Exercise directions: Find each line in the records that contains the word "midriff" and copy those lines in full.

-- BEGIN --

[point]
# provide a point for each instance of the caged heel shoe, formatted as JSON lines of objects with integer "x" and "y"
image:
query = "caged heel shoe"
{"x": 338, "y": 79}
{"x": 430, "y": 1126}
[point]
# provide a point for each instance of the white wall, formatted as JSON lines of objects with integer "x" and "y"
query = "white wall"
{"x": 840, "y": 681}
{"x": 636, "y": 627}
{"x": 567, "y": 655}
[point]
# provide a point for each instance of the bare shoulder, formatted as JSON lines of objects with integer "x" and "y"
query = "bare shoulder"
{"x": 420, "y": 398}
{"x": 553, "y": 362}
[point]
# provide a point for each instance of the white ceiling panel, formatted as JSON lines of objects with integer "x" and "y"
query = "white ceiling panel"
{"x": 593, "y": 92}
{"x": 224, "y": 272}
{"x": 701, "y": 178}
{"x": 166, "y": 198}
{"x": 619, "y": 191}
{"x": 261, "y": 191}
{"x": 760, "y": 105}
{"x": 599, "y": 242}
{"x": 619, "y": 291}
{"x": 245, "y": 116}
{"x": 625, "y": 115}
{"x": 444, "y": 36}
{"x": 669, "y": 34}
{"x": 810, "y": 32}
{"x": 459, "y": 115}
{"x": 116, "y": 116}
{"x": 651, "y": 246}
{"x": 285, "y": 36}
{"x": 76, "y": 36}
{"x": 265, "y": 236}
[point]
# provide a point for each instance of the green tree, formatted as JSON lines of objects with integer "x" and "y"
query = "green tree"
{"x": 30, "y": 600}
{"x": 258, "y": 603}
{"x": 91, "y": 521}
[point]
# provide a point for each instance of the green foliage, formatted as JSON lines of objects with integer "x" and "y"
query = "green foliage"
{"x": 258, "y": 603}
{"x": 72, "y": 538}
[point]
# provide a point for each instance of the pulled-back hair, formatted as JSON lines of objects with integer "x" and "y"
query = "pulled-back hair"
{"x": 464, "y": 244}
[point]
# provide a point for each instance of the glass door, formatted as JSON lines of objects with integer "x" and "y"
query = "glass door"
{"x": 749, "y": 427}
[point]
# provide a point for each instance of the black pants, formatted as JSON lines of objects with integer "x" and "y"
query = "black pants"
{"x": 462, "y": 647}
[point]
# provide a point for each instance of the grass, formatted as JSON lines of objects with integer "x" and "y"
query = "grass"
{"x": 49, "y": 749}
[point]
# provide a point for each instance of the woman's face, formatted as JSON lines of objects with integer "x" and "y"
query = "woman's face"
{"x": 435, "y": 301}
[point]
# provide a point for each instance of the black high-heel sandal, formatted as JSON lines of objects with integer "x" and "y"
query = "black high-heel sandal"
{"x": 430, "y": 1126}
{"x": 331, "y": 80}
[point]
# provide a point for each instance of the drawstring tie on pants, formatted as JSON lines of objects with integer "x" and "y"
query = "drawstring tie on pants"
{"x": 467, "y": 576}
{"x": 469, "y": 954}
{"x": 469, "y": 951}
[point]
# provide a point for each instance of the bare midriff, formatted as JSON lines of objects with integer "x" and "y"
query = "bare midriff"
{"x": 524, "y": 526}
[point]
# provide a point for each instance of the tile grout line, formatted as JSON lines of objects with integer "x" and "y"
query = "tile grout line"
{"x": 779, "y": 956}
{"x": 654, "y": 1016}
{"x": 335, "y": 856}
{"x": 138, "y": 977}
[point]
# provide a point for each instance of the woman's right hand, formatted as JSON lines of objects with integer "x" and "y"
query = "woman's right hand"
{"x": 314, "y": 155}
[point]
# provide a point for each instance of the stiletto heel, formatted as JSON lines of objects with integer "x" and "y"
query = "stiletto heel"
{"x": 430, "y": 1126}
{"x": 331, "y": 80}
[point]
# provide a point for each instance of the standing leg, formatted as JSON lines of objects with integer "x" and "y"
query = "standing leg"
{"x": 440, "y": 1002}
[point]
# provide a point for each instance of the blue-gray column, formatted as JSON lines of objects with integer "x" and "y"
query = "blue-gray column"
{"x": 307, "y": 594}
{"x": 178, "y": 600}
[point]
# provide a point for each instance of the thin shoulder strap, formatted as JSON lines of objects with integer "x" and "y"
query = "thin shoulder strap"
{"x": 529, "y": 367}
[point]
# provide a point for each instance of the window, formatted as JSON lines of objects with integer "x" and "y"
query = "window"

-- END --

Result of this exercise:
# provide a point for each instance of the bare midriff, formatted as JSON lines of objects with integer "x" and "y"
query = "bare midriff"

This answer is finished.